■ EXERCISE PASSAGE
--------------------
For the third time in about as many decades, the specter of massive famine looms over the Horn of Africa region and Ethiopia in particular. Some 13.7 million people are now estimated to be in need of urgent food aid, when at the same time the rations doled out to the poor peasants of Ethopia by aid NGOs and the UN World Food Programme have been slashed as the crisis has severely cut donations.(1) These programmes support some 12 million people in the area and the rations are already small as is, causing a further crisis. The Ethiopian Prime Minister Meles Zenawi in 2002 already warned that the impending famine could be even worse than the great famine of 1984, which killed about one million people.(2) At that time, the actual famine was narrowly avoided.
--------------------
■ PROVIDED RECORDS

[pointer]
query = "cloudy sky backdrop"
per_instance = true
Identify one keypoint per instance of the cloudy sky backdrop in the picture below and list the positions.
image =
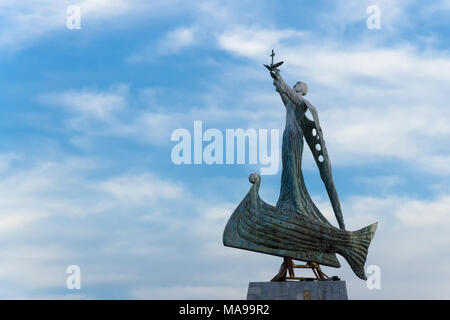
(86, 117)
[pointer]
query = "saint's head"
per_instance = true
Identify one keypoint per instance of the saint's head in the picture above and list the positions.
(301, 88)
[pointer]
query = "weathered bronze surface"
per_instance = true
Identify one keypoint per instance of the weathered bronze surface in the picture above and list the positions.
(296, 228)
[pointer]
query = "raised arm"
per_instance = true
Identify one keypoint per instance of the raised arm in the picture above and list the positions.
(285, 91)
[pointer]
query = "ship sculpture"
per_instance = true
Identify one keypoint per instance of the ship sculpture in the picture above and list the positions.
(295, 229)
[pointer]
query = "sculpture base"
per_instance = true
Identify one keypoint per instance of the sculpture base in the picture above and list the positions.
(297, 290)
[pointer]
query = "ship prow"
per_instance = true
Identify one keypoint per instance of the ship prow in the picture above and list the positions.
(260, 227)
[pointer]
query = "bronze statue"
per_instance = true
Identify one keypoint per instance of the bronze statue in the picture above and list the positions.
(295, 228)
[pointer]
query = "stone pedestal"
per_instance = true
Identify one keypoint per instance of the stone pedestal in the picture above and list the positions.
(297, 290)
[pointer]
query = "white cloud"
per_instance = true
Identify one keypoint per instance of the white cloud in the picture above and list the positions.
(89, 103)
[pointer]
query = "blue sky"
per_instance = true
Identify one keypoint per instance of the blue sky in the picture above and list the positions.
(86, 117)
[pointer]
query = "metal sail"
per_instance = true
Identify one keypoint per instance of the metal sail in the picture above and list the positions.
(314, 138)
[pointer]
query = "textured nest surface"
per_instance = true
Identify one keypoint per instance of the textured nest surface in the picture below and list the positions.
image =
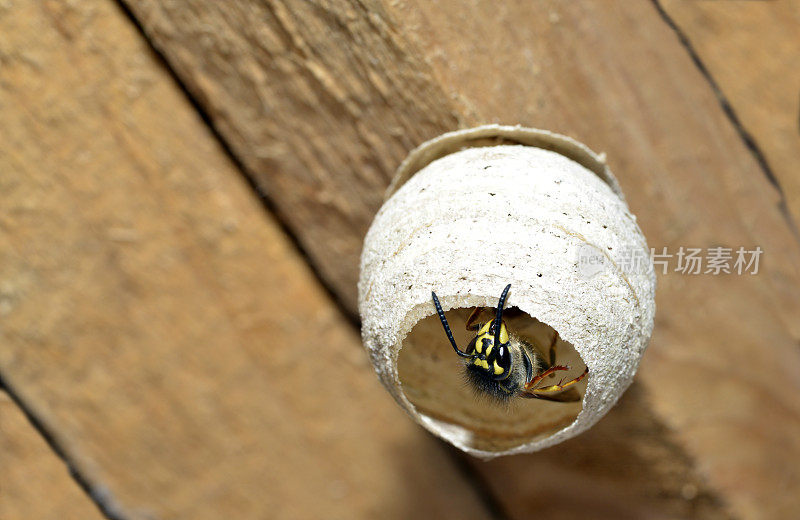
(466, 222)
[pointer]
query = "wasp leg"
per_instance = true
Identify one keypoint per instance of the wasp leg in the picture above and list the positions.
(561, 384)
(476, 312)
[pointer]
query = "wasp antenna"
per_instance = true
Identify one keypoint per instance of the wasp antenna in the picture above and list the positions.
(499, 319)
(447, 327)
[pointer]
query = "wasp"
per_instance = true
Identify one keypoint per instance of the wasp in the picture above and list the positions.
(503, 365)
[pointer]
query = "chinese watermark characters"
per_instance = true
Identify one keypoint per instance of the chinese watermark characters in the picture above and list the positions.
(683, 260)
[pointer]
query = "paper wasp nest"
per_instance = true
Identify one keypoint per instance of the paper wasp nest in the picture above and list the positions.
(467, 214)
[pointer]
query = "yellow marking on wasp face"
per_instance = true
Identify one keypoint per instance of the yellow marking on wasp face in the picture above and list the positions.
(481, 363)
(503, 333)
(489, 343)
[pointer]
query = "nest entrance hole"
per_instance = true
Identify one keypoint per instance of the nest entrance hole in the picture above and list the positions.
(433, 380)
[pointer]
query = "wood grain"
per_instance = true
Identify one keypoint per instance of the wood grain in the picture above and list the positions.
(34, 482)
(319, 100)
(752, 52)
(156, 320)
(612, 75)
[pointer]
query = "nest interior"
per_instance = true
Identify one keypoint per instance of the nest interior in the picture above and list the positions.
(433, 380)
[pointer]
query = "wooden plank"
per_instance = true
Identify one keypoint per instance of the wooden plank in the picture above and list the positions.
(34, 482)
(156, 320)
(572, 67)
(320, 101)
(569, 67)
(752, 52)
--------------------
Reproduce the passage on famine in the Horn of Africa word for word, from "For the third" up to and including "was narrowly avoided.".

■ RESULT OF THE EXERCISE
For the third time in about as many decades, the specter of massive famine looms over the Horn of Africa region and Ethiopia in particular. Some 13.7 million people are now estimated to be in need of urgent food aid, when at the same time the rations doled out to the poor peasants of Ethopia by aid NGOs and the UN World Food Programme have been slashed as the crisis has severely cut donations.(1) These programmes support some 12 million people in the area and the rations are already small as is, causing a further crisis. The Ethiopian Prime Minister Meles Zenawi in 2002 already warned that the impending famine could be even worse than the great famine of 1984, which killed about one million people.(2) At that time, the actual famine was narrowly avoided.